> [What the task requires]
Give back the records that follow exactly, images excluded.

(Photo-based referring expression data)
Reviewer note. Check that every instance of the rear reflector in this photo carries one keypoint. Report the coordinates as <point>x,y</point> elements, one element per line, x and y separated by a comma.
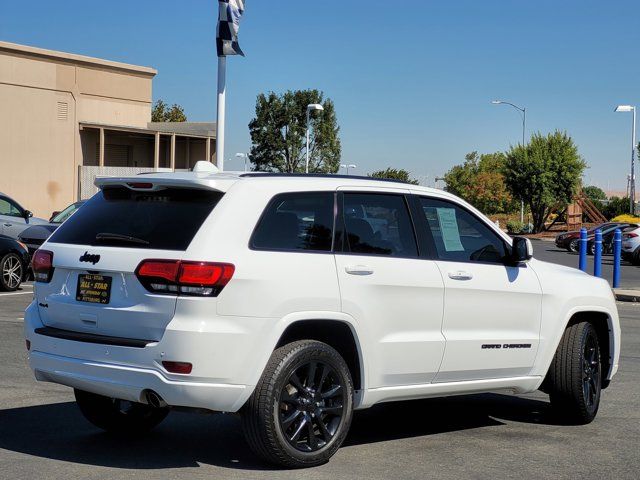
<point>178,367</point>
<point>187,278</point>
<point>42,266</point>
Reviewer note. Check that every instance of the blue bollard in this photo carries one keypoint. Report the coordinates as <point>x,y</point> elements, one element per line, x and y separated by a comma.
<point>597,254</point>
<point>617,250</point>
<point>582,261</point>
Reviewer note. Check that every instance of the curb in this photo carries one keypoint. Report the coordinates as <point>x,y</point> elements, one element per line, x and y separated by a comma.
<point>627,295</point>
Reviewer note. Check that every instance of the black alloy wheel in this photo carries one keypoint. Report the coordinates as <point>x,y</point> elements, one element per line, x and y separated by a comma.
<point>311,406</point>
<point>574,245</point>
<point>11,272</point>
<point>574,380</point>
<point>591,371</point>
<point>300,411</point>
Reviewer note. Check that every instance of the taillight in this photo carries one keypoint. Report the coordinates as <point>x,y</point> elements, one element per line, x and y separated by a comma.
<point>42,265</point>
<point>204,279</point>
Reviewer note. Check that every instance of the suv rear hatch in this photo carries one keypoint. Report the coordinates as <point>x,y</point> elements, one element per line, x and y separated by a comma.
<point>93,287</point>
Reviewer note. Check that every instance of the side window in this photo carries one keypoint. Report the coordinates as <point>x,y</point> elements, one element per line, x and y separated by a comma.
<point>296,221</point>
<point>378,224</point>
<point>9,208</point>
<point>459,235</point>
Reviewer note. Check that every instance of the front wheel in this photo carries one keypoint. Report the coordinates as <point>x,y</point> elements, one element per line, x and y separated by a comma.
<point>574,381</point>
<point>300,412</point>
<point>118,416</point>
<point>574,246</point>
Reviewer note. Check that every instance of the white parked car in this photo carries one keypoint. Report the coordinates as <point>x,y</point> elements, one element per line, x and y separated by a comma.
<point>631,245</point>
<point>265,294</point>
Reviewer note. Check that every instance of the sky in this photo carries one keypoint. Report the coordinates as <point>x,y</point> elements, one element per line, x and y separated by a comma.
<point>412,80</point>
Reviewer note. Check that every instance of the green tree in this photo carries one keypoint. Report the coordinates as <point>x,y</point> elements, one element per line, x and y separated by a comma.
<point>395,174</point>
<point>616,206</point>
<point>480,181</point>
<point>545,173</point>
<point>162,113</point>
<point>595,194</point>
<point>278,133</point>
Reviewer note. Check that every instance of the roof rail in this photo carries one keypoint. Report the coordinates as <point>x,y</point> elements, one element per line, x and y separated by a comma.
<point>320,175</point>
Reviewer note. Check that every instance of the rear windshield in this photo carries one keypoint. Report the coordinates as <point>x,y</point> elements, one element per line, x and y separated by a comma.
<point>117,216</point>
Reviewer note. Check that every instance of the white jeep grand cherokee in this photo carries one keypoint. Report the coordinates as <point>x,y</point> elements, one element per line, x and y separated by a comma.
<point>295,299</point>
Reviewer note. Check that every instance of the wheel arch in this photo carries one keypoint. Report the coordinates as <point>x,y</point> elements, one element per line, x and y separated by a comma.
<point>604,325</point>
<point>339,334</point>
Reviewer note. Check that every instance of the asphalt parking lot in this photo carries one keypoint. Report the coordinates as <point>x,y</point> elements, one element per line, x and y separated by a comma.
<point>480,436</point>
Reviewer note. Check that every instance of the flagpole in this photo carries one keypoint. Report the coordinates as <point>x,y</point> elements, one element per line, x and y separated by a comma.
<point>222,92</point>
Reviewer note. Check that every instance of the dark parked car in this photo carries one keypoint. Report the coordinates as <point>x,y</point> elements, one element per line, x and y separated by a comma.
<point>35,236</point>
<point>14,262</point>
<point>607,237</point>
<point>571,240</point>
<point>14,218</point>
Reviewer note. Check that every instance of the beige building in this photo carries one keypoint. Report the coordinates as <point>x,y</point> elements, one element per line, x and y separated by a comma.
<point>67,118</point>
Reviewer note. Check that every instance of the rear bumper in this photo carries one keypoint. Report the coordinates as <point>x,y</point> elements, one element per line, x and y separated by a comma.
<point>127,372</point>
<point>129,383</point>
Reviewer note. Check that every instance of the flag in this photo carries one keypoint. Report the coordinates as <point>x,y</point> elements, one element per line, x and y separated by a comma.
<point>229,14</point>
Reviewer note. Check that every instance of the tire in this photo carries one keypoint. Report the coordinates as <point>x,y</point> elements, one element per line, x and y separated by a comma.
<point>574,246</point>
<point>11,272</point>
<point>292,421</point>
<point>574,381</point>
<point>119,416</point>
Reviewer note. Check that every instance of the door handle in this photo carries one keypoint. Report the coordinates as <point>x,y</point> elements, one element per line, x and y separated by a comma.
<point>358,270</point>
<point>460,275</point>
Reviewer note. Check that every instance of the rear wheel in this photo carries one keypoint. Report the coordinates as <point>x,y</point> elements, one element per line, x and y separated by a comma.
<point>300,412</point>
<point>11,272</point>
<point>119,416</point>
<point>574,380</point>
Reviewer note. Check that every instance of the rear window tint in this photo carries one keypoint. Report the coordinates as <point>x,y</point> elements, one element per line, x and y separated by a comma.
<point>296,221</point>
<point>164,220</point>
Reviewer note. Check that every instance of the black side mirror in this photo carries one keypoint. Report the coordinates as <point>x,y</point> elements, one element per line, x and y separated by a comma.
<point>521,250</point>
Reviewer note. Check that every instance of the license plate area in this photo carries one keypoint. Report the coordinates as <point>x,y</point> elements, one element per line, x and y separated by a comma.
<point>93,288</point>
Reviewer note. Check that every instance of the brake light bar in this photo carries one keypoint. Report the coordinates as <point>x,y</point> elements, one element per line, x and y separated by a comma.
<point>205,279</point>
<point>42,266</point>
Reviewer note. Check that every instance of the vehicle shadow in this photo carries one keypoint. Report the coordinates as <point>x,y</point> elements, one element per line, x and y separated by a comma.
<point>58,431</point>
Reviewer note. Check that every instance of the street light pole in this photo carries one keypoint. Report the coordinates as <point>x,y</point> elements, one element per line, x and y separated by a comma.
<point>348,166</point>
<point>522,110</point>
<point>632,178</point>
<point>310,107</point>
<point>245,156</point>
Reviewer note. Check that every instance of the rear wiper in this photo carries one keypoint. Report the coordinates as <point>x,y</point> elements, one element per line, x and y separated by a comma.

> [Reply to the exercise]
Reviewer note. Check that every instance of the rear reflector in this photo carries one keypoint. Report the coordinates as <point>x,y</point> elements, one element per line, x and y separated by a comma.
<point>178,367</point>
<point>187,278</point>
<point>42,266</point>
Reviewer note. Check that every instance of the blue bollard in this photo carries one keypoint. Report the coordinates as <point>x,y</point> elements, one element per line, x and y separated by a comma.
<point>597,254</point>
<point>617,250</point>
<point>582,261</point>
Reviewer note. Check that every instance of the curb in this photo carries one keypoint. Report the coordinates as <point>x,y</point> elements, one element per line, x and y separated by a comma.
<point>627,295</point>
Reviewer note. Check that every instance of the black alloy wheel in this photo carries one keypoint. Report the coordinates as <point>x,y</point> elements, one element per line, x and y separated by a comma.
<point>311,406</point>
<point>574,245</point>
<point>11,272</point>
<point>574,380</point>
<point>591,371</point>
<point>300,411</point>
Reviewer note. Check that every instance of the taillight in this photo carries one keypoint. Report the coordinates as <point>x,y</point> elements, one element per line, x and y separated by a comma.
<point>42,265</point>
<point>204,279</point>
Reviewer note. Check that every instance of the suv rear hatch in this photo carries one keypoint. Report the coordinates as <point>x,y</point> elements, one element per line, x and y separated by a comma.
<point>93,287</point>
Reviewer note. Check that every instance of the side window in this photo carries one keypoint. Report the coordinates as <point>x,y</point> elements, one element per line, x and y separated by a comma.
<point>296,221</point>
<point>378,224</point>
<point>9,208</point>
<point>459,235</point>
Reviewer note. Check that every instance of the front wheel in this photo carries one keypoint. Report the coordinates as <point>x,y</point> elements, one element per line, x and y separated by a comma.
<point>574,381</point>
<point>300,412</point>
<point>118,416</point>
<point>574,246</point>
Reviewer note. Check that every instance of the white parked car in this photo carries one keypoint. Report the coordinates as <point>x,y</point> elements, one element per line, x and y separated by a comma.
<point>631,245</point>
<point>265,294</point>
Reviewer note. Check that every instance of the sky in this photo carries one keypoint. Report the coordinates as <point>x,y</point> elements, one element per line, x and y separated by a comma.
<point>412,80</point>
Reviewer note. Check that every instance of the green tree in this photo carries one keypoint. Report the coordinates as <point>x,y</point> elements, one element per line, x and y separated by a comma.
<point>395,174</point>
<point>616,206</point>
<point>480,181</point>
<point>545,173</point>
<point>162,113</point>
<point>595,194</point>
<point>278,133</point>
Reviewer note. Check that every instance of the roof rail in this photo carries one keypoint. Report the coordinates as <point>x,y</point> elements, one element per line, x and y separated by a comma.
<point>320,175</point>
Reviewer note. Check that every instance of the rear windshield in this photo carries one keypoint. Report the coordinates as <point>x,y</point> elements, one element per line, x and y separated by a comma.
<point>117,216</point>
Reviewer note. Check that every instance of the white jeep grand cherokee in this photo carries one keypoint. Report the coordinates as <point>x,y</point> elements, one element per line, x and y separated by a comma.
<point>295,299</point>
Reviewer note. Check that every instance of the wheel arch in this photo carries one keypoint. Report the coordinates as <point>x,y</point> elements, one element per line, x and y separated by a comma.
<point>604,325</point>
<point>339,334</point>
Reviewer note. Check that every instance of the asphalt parking lot in this photo carries one keypoint. Report the coordinates as <point>x,y</point> elements, one element per line, x and y separated by a comma.
<point>480,436</point>
Reviewer note. Check that every instance of the flagpole in this photo carries one keypoint. Report the coordinates as <point>x,y</point> elements, one element per line, x and y separated by a comma.
<point>222,92</point>
Reviewer note. Check that every instance of the dark parked car in this photo carries one keypoint. Report the coordinates as <point>x,y</point> elements, one element per line, x and y separated by a comma.
<point>35,236</point>
<point>14,262</point>
<point>607,237</point>
<point>571,240</point>
<point>14,218</point>
Reviewer note. Check that every instance of the beige building in this photo carries one keypoint. Report the coordinates as <point>x,y</point> elements, one element per line, x and y separated by a comma.
<point>67,118</point>
Reviewer note. Check that every instance of the rear bumper in this photo carries one keypoint. Report the coordinates as <point>x,y</point> elements, one element per line, x and y separated by a comma.
<point>127,372</point>
<point>129,383</point>
Reviewer note. Check that every instance of the flag in this photo carries one keypoint. Report the coordinates as <point>x,y</point> elements, one element per line, x and y separated by a comma.
<point>229,14</point>
Reviewer note. Check that every instance of the tire in this photo carries one keypoint. Report the coordinates as <point>x,y</point> elements, one element per line, x and y separated by a comma.
<point>574,246</point>
<point>11,272</point>
<point>292,421</point>
<point>574,381</point>
<point>119,416</point>
Reviewer note. Check that every instance of the door handle in this photo carries one keypoint. Report the coordinates as <point>x,y</point> elements, one element per line, x and y separated by a comma.
<point>358,270</point>
<point>460,275</point>
Reviewer note. Check that every instance of the rear wheel in this photo carries one keypoint. Report the coordinates as <point>x,y</point> elements, one element per line, x and y separated by a comma.
<point>300,412</point>
<point>11,272</point>
<point>119,416</point>
<point>574,380</point>
Reviewer note. Check that every instance of the rear window tint in this photo carries one keypoint. Report the coordinates as <point>x,y</point> elements, one element per line, x and y separated by a comma.
<point>296,221</point>
<point>164,220</point>
Reviewer note. Check that every instance of the black side mirror in this photo carries one keypoint. Report the coordinates as <point>x,y</point> elements, one element per line, x and y separated by a comma.
<point>521,250</point>
Reviewer note. Check that every instance of the license plate area in this photo carries one keypoint. Report the coordinates as <point>x,y</point> elements, one element per line, x and y separated by a comma.
<point>93,288</point>
Reviewer note. Check that every instance of the brake light bar in this photo carries one keypoint. Report the coordinates as <point>x,y</point> elements, one element per line, x and y separated by a comma.
<point>205,279</point>
<point>42,266</point>
Reviewer note. Check that every instance of the vehicle shadow in this photo carries one keypoint. Report the coordinates as <point>x,y</point> elements, one element per line, x and y separated by a comma.
<point>58,431</point>
Reviewer note. Check that every instance of the street light pole in this photo carries one keypoint. Report the coordinates as <point>x,y</point> elements, one element per line, x and y separated by a comma.
<point>348,166</point>
<point>522,110</point>
<point>632,178</point>
<point>310,107</point>
<point>245,156</point>
Reviewer note. Check that every instance of the rear wiper in this photo carries one keypoint. Report the coordinates as <point>x,y</point> elements, one element per line, x and y separated by a comma.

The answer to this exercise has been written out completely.